### Fragmento para leer
--------------------------------------------------
El argumento de «La gaviota» es conocido. Una joven ama a un escritor célebre; ella querría ser actriz. Realizará su sueño, que sólo le traerá a ella decepción y pena, y al hombre que la amó, la muerte. Pieza tierna, lírica, toda escrita en medias tintas y tratada, en efecto, casi como un cuento. Aun leyéndola parecía extraña, nueva, incomprensible. Chejov la destinaba al teatro Alexandra, en Petersburgo, en recuerdo del éxito que allí tuvo «Ivanov», algunos años antes. Kommissarjevskaïa, una gran artista que entonces empezaba su carrera, debía interpretar el papel de la joven Nina. Pero los ensayos fueron insuficientes: se montó la pieza en nueve días. La primera representación estaba fijada para el 17 de octubre de 1896.
El mismo Chejov no esperaba un gran éxito; su obra no le satisfacía del todo. A pesar de todo se sabía amado, respetado por el público. Pensaba que no habría un triunfo, pero tampoco un fracaso: un honorable término medio. En el palco de Suvorini, el autor parecía severo y resignado, como de costumbre. Había mucha gente en la sala. Se levantó el telón. A las primeras réplicas Chejov sintió a su alrededor ese ambiente malévolo que ya había respirado en otras ocasiones, a su regreso de la isla Sajalín, seis años antes. Se escuchaban murmullos; la gente bostezaba. En el escenario, Nina, vestida de blanco, recitaba el famoso monólogo:
«… Hombres, leones, águilas y codornices, ciervos de grandes cuernos, gansos, arañas, pescados silenciosos…»
Alguien se rió.
—Se siente olor a azufre —dijo uno de los actores—: ¿Tiene que ser así?
Otra carcajada.
—¿Éste es el Chejov que ustedes consideran un genio? —murmuró un espectador a su vecina.
—¿Yo? ¡Nunca jamás!
Un escritor oscuro insinuaba:
—No tiene ningún talento, ninguno…
—Ha querido asombrar, hacer algo singular, original, y vea usted a qué estupidez ha llegado…
Sin embargo, la pieza continuaba. Hacían como que escuchaban, después se encogían de hombros y reían nuevamente. Los amigos de Chejov lo buscaban en la sala y él, desde su palco, los oía preguntar en voz alta, con tono piadoso:
—¿Dónde está, el pobre?
Los críticos preparaban mentalmente las frases que escribirían al día siguiente: «Un escándalo sin precedentes… Hace tiempo que no asistíamos a una caída tan estrepitosa. Esta “Gaviota” es un fenómeno para una galería de monstruos».
--------------------------------------------------
### Segmento de datos
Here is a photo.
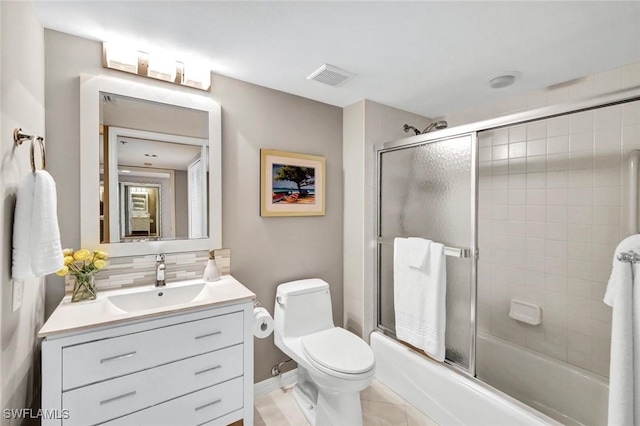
--------------------------------------------------
### Qué se espera
Responde a estas preguntas sobre el fragmento acerca del estreno de «La gaviota»:
1. ¿En cuántos días se montó la pieza?
2. ¿Desde qué palco siguió Chejov la representación?
3. ¿A qué dice uno de los actores que huele?

### Resultado obtenido
1. En nueve días.
2. Desde el palco de Suvorini.
3. A azufre.